### WHAT THE EXERCISE ASKS
Rewrite all of the records below, changing every "Return the coordinates" to "Give the coordinates" and leaving everything else as it is.

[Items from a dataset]
....

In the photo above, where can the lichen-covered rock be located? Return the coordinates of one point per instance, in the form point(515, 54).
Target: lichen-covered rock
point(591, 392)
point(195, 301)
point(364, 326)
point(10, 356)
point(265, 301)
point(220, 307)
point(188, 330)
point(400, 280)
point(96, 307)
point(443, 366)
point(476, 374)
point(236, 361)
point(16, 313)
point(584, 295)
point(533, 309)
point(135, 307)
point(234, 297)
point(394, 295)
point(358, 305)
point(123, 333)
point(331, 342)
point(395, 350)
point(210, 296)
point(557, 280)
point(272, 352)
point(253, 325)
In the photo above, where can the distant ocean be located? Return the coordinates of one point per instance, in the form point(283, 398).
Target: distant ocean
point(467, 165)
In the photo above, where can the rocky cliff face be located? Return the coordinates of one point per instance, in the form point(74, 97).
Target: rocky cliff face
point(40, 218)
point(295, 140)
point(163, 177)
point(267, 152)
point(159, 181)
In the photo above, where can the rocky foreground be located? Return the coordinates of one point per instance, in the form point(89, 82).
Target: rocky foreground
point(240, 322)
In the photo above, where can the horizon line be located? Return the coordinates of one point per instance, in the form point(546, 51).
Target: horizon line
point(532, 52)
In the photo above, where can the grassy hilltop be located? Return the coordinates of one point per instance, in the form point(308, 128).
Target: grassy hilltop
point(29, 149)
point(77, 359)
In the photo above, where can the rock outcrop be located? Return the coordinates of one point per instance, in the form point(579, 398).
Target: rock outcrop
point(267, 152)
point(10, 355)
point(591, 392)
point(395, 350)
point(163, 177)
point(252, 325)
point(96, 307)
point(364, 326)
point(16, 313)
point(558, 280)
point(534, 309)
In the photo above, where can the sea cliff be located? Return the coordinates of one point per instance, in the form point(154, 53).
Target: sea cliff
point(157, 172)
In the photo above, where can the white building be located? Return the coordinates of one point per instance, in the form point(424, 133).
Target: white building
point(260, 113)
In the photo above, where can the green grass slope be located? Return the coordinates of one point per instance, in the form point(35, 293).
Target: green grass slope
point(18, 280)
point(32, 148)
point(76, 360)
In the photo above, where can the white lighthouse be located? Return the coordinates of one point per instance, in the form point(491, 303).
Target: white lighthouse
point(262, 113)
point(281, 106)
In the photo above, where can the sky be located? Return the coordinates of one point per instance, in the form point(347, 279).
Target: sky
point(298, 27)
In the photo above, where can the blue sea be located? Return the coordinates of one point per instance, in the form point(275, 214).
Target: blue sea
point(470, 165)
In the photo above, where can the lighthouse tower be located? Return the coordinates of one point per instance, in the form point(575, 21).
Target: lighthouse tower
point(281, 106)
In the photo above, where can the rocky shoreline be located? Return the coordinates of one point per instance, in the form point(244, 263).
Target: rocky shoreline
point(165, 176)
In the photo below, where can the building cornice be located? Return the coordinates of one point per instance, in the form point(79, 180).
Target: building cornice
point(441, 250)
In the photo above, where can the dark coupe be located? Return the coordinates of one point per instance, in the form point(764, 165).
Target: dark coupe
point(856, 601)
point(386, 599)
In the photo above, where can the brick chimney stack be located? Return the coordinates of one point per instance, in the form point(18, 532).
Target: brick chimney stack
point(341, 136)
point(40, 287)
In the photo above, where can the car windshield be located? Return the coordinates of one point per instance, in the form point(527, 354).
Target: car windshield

....

### RESPONSE
In the photo above, where can the lichen-covered rock be located? Give the coordinates of one point per instance, in the form point(515, 54).
Target: lichen-covered rock
point(591, 392)
point(195, 301)
point(364, 326)
point(10, 356)
point(265, 301)
point(220, 307)
point(188, 330)
point(400, 280)
point(96, 307)
point(443, 366)
point(476, 374)
point(236, 361)
point(16, 313)
point(584, 295)
point(533, 309)
point(135, 307)
point(234, 297)
point(394, 295)
point(358, 305)
point(123, 333)
point(331, 342)
point(395, 350)
point(210, 296)
point(557, 280)
point(272, 352)
point(253, 325)
In the photo above, where can the distant ocean be located? Give the coordinates of one point per instance, in the form point(283, 398).
Target: distant ocean
point(467, 165)
In the photo above, where can the rocky cliff face be located? Give the coordinates of one point per instance, in the form point(74, 97).
Target: rocky cliff face
point(40, 218)
point(295, 140)
point(163, 177)
point(267, 152)
point(159, 181)
In the photo above, where can the rocky foreground be located? Give the coordinates of one point per instance, in the form point(89, 82).
Target: rocky foreground
point(240, 322)
In the photo above, where can the horizon line be located? Give the coordinates of one point per instance, in the form point(546, 51).
Target: horizon line
point(532, 52)
In the photo above, where can the grassy hilltop be located? Give the coordinates of one point per instance, in the form point(308, 128).
Target: grassy hilltop
point(29, 149)
point(77, 359)
In the photo above, where can the rock outcrop be located? Give the coordinates of one point per instance, in the form point(579, 398).
Target: rock outcrop
point(267, 152)
point(10, 355)
point(591, 392)
point(395, 350)
point(163, 177)
point(252, 325)
point(96, 307)
point(364, 326)
point(16, 313)
point(558, 280)
point(534, 309)
In the photo above, where can the sea cliff be located? Give the coordinates of one point per instance, in the form point(154, 53).
Target: sea cliff
point(157, 172)
In the photo above, where can the white building be located? Give the coordinates of one point per instance, in the form point(424, 133).
Target: white building
point(260, 113)
In the photo above, where can the green grass slope be located? Give the coordinates of one point per instance, in the form point(35, 293).
Target: green grass slope
point(18, 280)
point(32, 148)
point(76, 360)
In the photo above, where can the white lighthouse be located? Give the coordinates of one point per instance, in the form point(491, 303).
Target: white lighthouse
point(262, 113)
point(281, 106)
In the photo above, where can the sky be located? Give the coordinates of one point per instance, in the form point(347, 279).
Target: sky
point(298, 27)
In the photo above, where can the blue sea be located? Give the coordinates of one point per instance, in the form point(275, 214).
Target: blue sea
point(470, 165)
In the photo above, where can the lighthouse tower be located? Give the coordinates of one point per instance, in the form point(575, 21).
Target: lighthouse tower
point(281, 106)
In the photo above, where can the rocky shoreline be located? Give the coordinates of one point per instance, in the form point(244, 263).
Target: rocky shoreline
point(165, 176)
In the photo below, where can the building cornice be located? Give the coordinates of one point per instance, in the form point(79, 180).
Target: building cornice
point(441, 250)
In the photo above, where can the dark coupe be located? Give the coordinates of one point per instance, in the form point(764, 165).
Target: dark coupe
point(856, 601)
point(386, 599)
In the photo above, where can the brick chimney stack be located? Give the coordinates of one point per instance, in the form point(18, 532).
Target: brick chimney stack
point(341, 136)
point(40, 287)
In the photo above, where can the car windshield be located? Give the coordinates of one point per instance, in the form point(527, 354).
Target: car windshield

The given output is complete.